Such waiver may not be effective to waive liabilities under the federal
securities laws and it is the view of the SEC that such a waiver is against
public policy.

         7.       GOVERNING LAW. THE INTERNAL LAW OF THE STATE OF NEW YORK SHALL
GOVERN AND BE USED TO CONSTRUE THIS SUPPLEMENTAL INDENTURE WITHOUT GIVING EFFECT
TO APPLICABLE PRINCIPLES OF CONFLICTS OF LAW TO THE EXTENT THAT THE APPLICATION
OF THE LAWS OF ANOTHER JURISDICTION WOULD BE REQUIRED THEREBY.

         8.       SUBMISSION TO JURISDICTION; SERVICE OF PROCESS; WAIVER OF JURY
TRIAL. Each party hereto hereby submits to the nonexclusive jurisdiction of the
United States District Court for the Southern District of New York and of any
New York State Court sitting in New York City for purposes of all legal
proceedings arising out of or relating to this Supplemental Indenture, the
Notes, the Guarantees or the transactions contemplated hereby and thereby. Each
party hereto irrevocably waives, to the fullest extent permitted by law, any
objection which it may now or hereafter have to the laying of the venue of any
such proceeding brought in such a court and any claim that any such proceeding
brought in such a court has been brought in an inconvenient forum. Process in
any such suit, action or proceeding may be served on any party anywhere in the
world, whether within or without the State of New York. Without limiting the
foregoing, the parties agree that service of process upon such party at the
address referred to in Section 11.02 of the Base Indenture, together with
written notice of such service to such party, shall be deemed effective service
of process upon such party. Each of the parties hereto irrevocably waives any
and all rights to trial by jury in any legal proceeding arising out of or
relating to the Indenture, the Notes, the Guarantees or the transactions
contemplated hereby and thereby.

         9.       COUNTERPARTS.  The parties may sign any number of copies of
this Supplemental Indenture. Each signed copy shall be an original, but all of
them together represent the same agreement.

Exercise input:
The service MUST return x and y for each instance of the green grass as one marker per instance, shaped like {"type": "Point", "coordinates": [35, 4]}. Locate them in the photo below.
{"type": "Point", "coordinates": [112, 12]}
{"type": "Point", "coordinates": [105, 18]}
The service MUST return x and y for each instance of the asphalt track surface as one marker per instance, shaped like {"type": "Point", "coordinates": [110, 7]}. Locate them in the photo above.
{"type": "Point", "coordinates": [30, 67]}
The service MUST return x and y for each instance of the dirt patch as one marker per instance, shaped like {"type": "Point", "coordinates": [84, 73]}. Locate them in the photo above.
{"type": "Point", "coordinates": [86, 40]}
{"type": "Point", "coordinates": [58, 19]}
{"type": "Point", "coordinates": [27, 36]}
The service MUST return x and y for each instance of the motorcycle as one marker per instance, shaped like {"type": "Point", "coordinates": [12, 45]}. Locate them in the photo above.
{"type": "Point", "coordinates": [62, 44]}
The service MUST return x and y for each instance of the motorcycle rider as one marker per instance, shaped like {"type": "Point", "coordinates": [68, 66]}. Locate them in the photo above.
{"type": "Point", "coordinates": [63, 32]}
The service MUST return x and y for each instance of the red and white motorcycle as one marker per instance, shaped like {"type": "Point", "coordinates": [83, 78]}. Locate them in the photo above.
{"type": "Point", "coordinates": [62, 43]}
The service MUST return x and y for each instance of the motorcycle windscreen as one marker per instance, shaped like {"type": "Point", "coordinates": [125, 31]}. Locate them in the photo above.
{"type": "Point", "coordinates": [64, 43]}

Jobs:
1 - Reproduce the rows once more, word for word, from the line containing "the red and" through the final row, including both of those lines.
2 - Carry the supplemental indenture forward from the point at which it stops.

Final answers:
1 -
The service MUST return x and y for each instance of the red and white motorcycle as one marker per instance, shaped like {"type": "Point", "coordinates": [83, 78]}. Locate them in the photo above.
{"type": "Point", "coordinates": [62, 43]}
The service MUST return x and y for each instance of the motorcycle windscreen as one marker per instance, shaped like {"type": "Point", "coordinates": [125, 31]}. Locate them in the photo above.
{"type": "Point", "coordinates": [64, 43]}

2 -
                                      68



         10.      EFFECT OF HEADINGS.  The Section headings herein are for
convenience only and shall not affect the construction hereof.

         11.      THE TRUSTEE.  The Trustee shall not be responsible in any
manner whatsoever for or in respect of the validity or sufficiency of this
Supplemental Indenture or for or in respect of the recitals contained herein,
all of which recitals are made solely by the Guaranteeing Subsidiary and the
Company.

         12.      SUBORDINATION. The Subsidiary Guarantees are subordinated to
Senior Indebtedness, as defined in the First Supplement Indenture. To the
extent provided in the First Supplemental Indenture, Senior Indebtedness must
be paid in full before the Notes may be paid. Each Guarantor hereby agrees, and
each Holder, by accepting a Guarantee hereby agrees, to the subordination
provisions contained in the Indenture and authorizes the Trustee to give them
effect and appoints the Trustee as attorney-in-fact for such purpose.

                                      69



         IN WITNESS WHEREOF, the parties hereto have caused this Supplemental
Indenture to be duly executed and attested, all as of the date first above
written.

Dated:  _______________, ____
                                       [GUARANTEEING SUBSIDIARY]

                                       By:  ______________________________
                                       Name:
                                       Title:

                                       ENTERCOM RADIO, LLC

                                       By:  ______________________________
                                       Name:
                                       Title:

                                       ENTERCOM CAPITAL, INC.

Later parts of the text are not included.